Working from the line that contains "Task: point out every instance of the weed" down to the last line below, repeat each line exactly.

--------

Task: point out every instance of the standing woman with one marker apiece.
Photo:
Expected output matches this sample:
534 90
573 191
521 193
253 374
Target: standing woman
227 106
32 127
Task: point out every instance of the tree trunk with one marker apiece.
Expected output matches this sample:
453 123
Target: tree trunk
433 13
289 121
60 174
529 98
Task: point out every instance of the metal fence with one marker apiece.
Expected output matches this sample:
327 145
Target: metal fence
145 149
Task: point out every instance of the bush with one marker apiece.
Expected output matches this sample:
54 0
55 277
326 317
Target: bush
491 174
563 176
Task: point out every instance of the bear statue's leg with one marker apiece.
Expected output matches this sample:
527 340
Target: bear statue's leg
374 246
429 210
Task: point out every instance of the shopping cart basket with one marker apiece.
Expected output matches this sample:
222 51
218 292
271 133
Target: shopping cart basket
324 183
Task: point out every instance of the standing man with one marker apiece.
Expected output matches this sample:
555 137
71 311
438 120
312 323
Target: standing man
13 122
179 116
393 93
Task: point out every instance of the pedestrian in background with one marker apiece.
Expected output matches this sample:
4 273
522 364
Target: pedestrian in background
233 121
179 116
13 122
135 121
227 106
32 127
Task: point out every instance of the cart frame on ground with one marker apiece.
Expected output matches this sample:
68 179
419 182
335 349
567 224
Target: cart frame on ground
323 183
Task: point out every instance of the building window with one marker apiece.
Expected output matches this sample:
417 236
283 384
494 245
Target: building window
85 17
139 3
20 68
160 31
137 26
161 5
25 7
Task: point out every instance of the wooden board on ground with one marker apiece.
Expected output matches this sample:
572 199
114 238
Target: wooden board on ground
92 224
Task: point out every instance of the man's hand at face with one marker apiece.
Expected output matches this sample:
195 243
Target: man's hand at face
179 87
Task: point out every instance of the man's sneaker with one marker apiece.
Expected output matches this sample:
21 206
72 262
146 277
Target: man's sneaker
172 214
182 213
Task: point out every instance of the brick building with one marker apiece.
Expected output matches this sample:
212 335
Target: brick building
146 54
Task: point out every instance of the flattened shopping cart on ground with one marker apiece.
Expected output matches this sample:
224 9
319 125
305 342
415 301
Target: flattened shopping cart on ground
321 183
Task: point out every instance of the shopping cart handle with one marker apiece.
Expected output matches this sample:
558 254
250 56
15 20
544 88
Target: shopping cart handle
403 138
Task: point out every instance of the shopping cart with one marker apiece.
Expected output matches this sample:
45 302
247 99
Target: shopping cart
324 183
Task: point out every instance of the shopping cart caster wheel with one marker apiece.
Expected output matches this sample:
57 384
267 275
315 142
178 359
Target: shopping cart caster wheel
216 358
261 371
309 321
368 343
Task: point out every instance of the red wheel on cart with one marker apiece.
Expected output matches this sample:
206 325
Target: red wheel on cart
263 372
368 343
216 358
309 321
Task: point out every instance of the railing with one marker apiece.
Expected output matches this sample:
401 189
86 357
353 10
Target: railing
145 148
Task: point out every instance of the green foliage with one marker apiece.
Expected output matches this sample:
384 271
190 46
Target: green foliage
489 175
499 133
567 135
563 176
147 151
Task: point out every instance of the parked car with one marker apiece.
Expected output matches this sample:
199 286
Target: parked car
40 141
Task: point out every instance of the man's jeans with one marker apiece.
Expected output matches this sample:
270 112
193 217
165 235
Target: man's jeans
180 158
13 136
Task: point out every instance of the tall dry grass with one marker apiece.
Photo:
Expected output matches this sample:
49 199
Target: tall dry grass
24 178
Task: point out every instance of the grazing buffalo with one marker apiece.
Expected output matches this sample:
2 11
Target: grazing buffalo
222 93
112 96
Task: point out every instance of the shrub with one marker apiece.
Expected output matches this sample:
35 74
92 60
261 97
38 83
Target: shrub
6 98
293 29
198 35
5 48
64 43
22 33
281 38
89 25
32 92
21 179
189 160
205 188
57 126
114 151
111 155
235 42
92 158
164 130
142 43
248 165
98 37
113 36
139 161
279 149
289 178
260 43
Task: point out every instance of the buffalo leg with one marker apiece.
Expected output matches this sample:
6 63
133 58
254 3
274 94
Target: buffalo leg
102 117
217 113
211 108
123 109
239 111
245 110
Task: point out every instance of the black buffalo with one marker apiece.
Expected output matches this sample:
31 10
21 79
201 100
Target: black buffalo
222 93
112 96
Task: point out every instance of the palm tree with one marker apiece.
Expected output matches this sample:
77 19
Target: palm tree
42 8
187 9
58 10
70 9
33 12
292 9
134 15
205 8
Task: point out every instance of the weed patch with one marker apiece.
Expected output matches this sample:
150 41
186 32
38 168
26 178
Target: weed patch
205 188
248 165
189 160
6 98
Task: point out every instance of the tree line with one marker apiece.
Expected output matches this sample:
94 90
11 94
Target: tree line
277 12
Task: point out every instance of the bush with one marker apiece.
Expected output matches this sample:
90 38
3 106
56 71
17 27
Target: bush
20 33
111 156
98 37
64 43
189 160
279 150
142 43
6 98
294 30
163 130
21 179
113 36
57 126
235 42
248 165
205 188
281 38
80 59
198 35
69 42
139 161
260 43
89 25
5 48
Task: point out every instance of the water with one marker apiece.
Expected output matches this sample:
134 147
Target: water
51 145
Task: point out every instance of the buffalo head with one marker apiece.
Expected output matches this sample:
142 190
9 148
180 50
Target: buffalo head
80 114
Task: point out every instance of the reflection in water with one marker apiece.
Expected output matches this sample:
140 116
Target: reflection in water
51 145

--------

> _ANSWER_
Task: point out every instance of the weed patch with one marker apiece.
Expected output matches this sample:
150 41
186 32
38 168
26 178
Target: weed patch
205 188
248 165
189 160
6 98
Task: point out every instance of the tree line with one marker apiece.
Expected output matches this sample:
94 90
11 94
Target: tree line
277 12
Task: point out every instance of the bush with one marker apiece.
Expected output matches this sample:
90 38
3 106
56 71
17 27
Target: bush
20 33
111 156
98 37
64 43
189 160
279 150
142 43
6 98
294 30
163 130
21 179
113 36
57 126
235 42
248 165
205 188
281 38
80 59
198 35
69 42
139 161
260 43
89 25
5 48
Task: point out every instance of the water with one marker apiece.
Expected output matches this sample:
134 147
Target: water
51 145
Task: point out every instance of the buffalo head with one marker apiece.
Expected output matches this sample:
142 190
9 148
180 50
Target: buffalo head
80 114
Task: point out every instance of the reflection in water with one marker apiece.
Expected output matches this sample:
140 116
Target: reflection in water
51 145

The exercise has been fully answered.